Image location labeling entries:
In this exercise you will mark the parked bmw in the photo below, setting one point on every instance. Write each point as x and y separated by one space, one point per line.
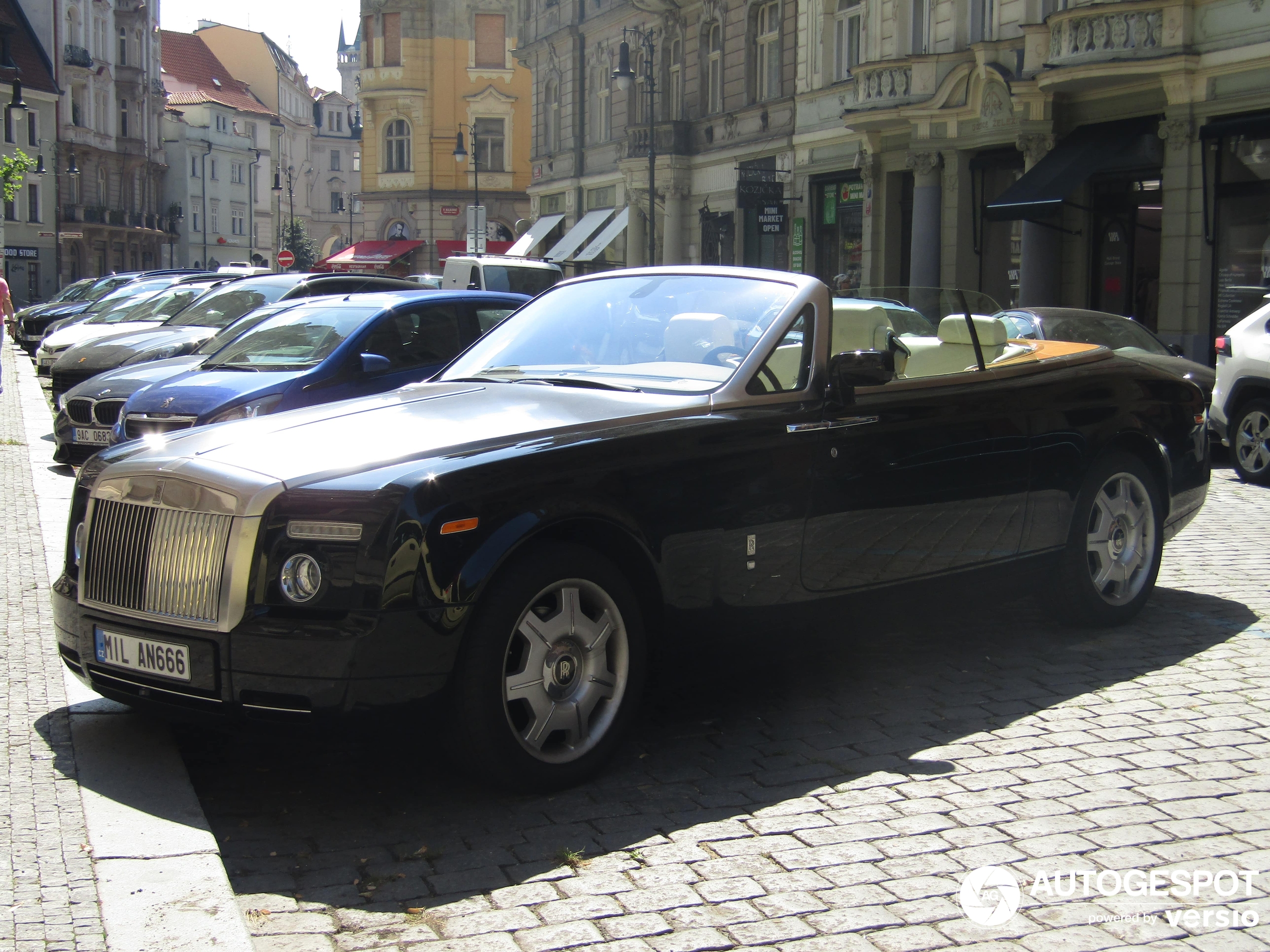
518 530
90 410
204 319
319 352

Challenge:
Reproduce every line of the listing above, including the requests, and multiply each coordinate in the answers by 2.4, rounding to the nearest whole number with halves rounded up. Leave the images out of your response.

Solution to the problem:
In this exercise you will mark the parked bmw in the photo below, setting one point on every instance. Write each point as x and y separated by one space, one point per line.
1243 1272
216 984
490 766
766 845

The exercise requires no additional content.